Text segment.
* * * *
Most striking to me is the failure of Sheridan's political opponents on the
left to give a more-or-less honest accounting of the trial and how the main
witnesses against Sheridan admitted under oath having lied and were shown to
have presented wildly different versions at different times of what
supposedly took place, the failure of these opponents to note the absence of
*evidence,* their trying to minimize the significance of the £20,000 payment
for McGuire's story and all the rest of it.
Instead we have this extraordinary 12 page "All Members Bulletin" issued by
the anti-Sheridan forces in control of the SSP apparatus. In 12 tightly
packed pages of small type, charge after innuendo is hurled at Sheridan,
everything from being a Stalinist to another Lula to the source of various
press articles attacking the SSP.
There is account after account of supposedly private conversations between
Sheridan and various and sundry people; yet the author does not have any
room to say *ANYTHING* about the testimony and evidence presented (and NOT
presented) at the trial, and most especially the testimony of the sources of
the Murdoch articles and the editorial staff that worked on them that
completely discredited these articles in the eyes of the jury majority.
* * * *
Recorded information.
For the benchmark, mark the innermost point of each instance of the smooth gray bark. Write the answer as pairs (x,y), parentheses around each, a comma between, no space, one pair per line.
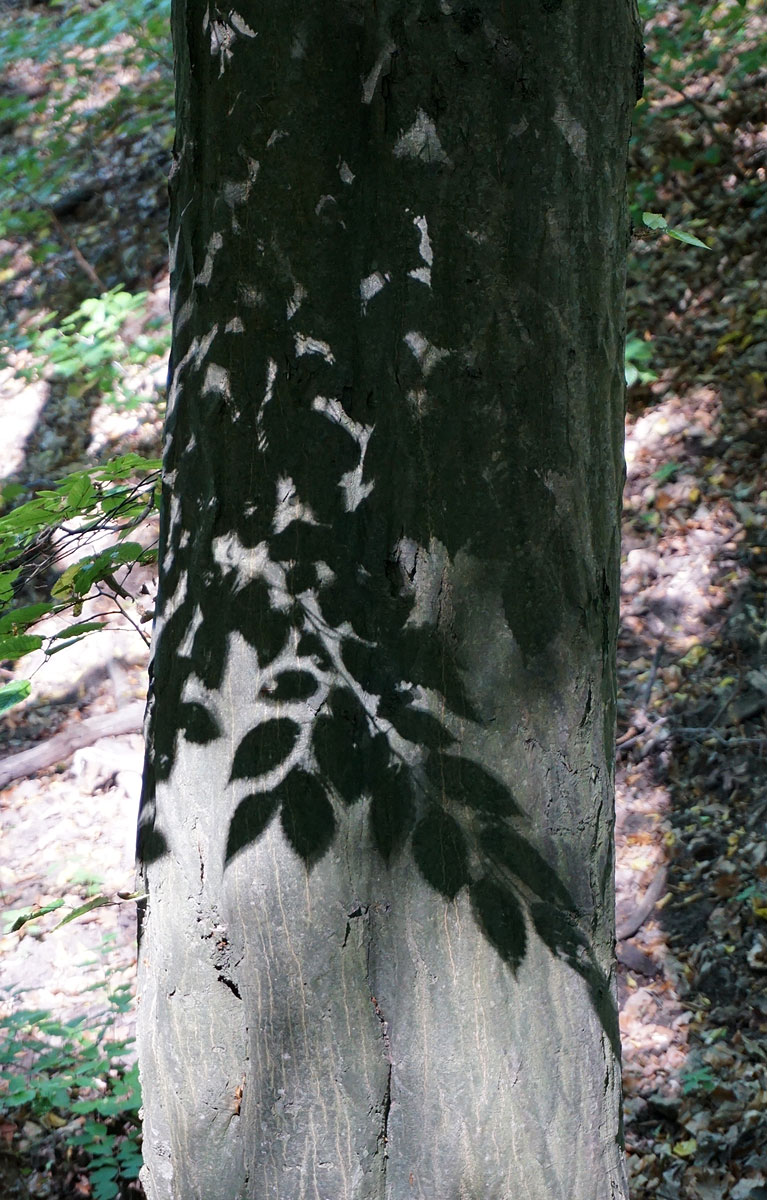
(376,960)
* * * *
Problems to solve.
• a. In the commentary on the Sheridan trial, list the charges that the "All Members Bulletin" hurls at Sheridan.
• b. According to the commentary on the Sheridan trial, what discredited the Murdoch articles in the eyes of the jury majority?
• c. Write the next paragraph of the commentary on the Sheridan trial, picking up after its final sentence.
The data come from a different source than the commentary.

Expected outputs.
• a.
- Being a Stalinist
- Being another Lula
- Being the source of various press articles attacking the SSP

• b. The testimony of the sources of the Murdoch articles and of the editorial staff who worked on them discredited the articles for the jury majority.

• c.
The 12-page bulletin denies that the NotW articles about Sheridan were a
politically motivated attack:
"From the outset, Tommy Sheridan attempted to portray this court battle as a
heroic political stand against the 'evil Murdoch empire'. It was nothing of
the sort. It was a sordid little dispute between Tommy and the local editor
of the Scottish edition of the News of the World" and goes on to argue is
essence that Sheridan and the SSP were too little a fish for Rupert Murdoch
to have concerned himself with.
As if political criteria played no role in the selection especially of the
editors of Murdoch's papers, or those they report to in the corporate
ladder. This is the way you make a career in the bourgeois press, by
demonstrating your political loyalty and reliability. A Scotland sub-editor
of the News of the World would have needed no instructions to go after
Sheridan, for if he were as clueless as the author of the "All Members
Bulletin" pretends to be, he would not have gotten that post.
There is even a completely disingenuous defense of the extensive, detailed
minutes of the EC meeting where Sheridan was asked to resign:
"In a party like the SSP, not everything is minuted. Considerations of time,
space and relevance all have to be taken into account. But there can no
question that key decisions affecting the future of the socialist movement
have to be explained in written form.
"The November 9 was not a routine, run-of-the mill meeting. This was a
historic event. When the most charismatic and popular socialist leader in
Scotland for a generation and more is forced to stand down from his position
that requires an explanation."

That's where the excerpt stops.